━━━━━ Provided entries

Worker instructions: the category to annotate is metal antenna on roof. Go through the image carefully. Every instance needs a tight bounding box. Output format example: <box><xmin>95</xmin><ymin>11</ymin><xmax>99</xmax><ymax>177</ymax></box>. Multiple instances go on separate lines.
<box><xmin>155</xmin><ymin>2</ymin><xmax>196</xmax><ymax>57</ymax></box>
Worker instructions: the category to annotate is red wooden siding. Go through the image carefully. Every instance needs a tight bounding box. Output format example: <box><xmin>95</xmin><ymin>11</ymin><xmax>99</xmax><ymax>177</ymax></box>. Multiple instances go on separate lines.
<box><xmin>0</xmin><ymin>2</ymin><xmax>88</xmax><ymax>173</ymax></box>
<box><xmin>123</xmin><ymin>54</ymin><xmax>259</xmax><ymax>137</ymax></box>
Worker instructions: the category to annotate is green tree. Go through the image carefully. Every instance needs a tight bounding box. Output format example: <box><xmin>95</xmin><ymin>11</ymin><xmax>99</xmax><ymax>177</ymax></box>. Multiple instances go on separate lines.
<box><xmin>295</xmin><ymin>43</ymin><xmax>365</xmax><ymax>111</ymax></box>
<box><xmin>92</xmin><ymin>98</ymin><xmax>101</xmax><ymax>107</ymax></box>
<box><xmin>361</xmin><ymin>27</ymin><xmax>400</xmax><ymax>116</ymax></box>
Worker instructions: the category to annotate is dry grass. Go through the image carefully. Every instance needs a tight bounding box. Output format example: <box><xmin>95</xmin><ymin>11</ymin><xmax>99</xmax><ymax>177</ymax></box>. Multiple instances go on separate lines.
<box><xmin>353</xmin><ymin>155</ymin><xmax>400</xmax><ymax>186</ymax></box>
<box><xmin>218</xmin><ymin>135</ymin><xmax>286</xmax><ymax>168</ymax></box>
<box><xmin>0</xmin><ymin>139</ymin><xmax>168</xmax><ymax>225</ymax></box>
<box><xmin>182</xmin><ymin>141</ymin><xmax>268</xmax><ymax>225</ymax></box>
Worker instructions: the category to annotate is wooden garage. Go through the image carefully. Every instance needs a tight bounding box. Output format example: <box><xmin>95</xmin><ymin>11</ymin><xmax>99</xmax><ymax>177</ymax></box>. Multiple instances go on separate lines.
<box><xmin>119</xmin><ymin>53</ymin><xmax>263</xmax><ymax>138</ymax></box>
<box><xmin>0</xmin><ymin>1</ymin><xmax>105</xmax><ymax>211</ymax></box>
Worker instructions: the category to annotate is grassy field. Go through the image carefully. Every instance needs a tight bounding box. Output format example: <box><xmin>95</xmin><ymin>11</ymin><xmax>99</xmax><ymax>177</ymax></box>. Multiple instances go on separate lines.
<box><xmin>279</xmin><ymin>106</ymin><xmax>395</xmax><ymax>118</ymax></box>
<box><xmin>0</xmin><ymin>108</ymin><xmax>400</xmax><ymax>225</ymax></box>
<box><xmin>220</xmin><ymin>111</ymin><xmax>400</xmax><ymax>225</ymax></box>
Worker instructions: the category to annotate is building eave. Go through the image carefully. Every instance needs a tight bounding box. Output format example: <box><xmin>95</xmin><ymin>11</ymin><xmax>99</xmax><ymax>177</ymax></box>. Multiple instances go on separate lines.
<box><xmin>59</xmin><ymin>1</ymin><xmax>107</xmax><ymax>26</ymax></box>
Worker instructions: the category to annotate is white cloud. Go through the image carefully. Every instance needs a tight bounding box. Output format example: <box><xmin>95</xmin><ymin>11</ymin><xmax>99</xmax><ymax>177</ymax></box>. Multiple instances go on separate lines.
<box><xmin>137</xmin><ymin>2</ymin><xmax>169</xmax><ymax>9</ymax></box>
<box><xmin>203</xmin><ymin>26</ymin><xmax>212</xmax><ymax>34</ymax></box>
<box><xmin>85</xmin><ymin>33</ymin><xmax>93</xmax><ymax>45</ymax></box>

━━━━━━━━━━

#### [Prompt]
Could you turn the part of the items that opens with the line containing "Worker instructions: the category to annotate is white" and closes with the final line into a numbered list, skipping any blank lines?

#### [Final result]
1. Worker instructions: the category to annotate is white cloud. Go through the image carefully. Every instance needs a tight bounding box. Output format example: <box><xmin>95</xmin><ymin>11</ymin><xmax>99</xmax><ymax>177</ymax></box>. Multiple instances go on separate lines.
2. <box><xmin>137</xmin><ymin>2</ymin><xmax>169</xmax><ymax>9</ymax></box>
3. <box><xmin>203</xmin><ymin>26</ymin><xmax>212</xmax><ymax>34</ymax></box>
4. <box><xmin>85</xmin><ymin>33</ymin><xmax>93</xmax><ymax>45</ymax></box>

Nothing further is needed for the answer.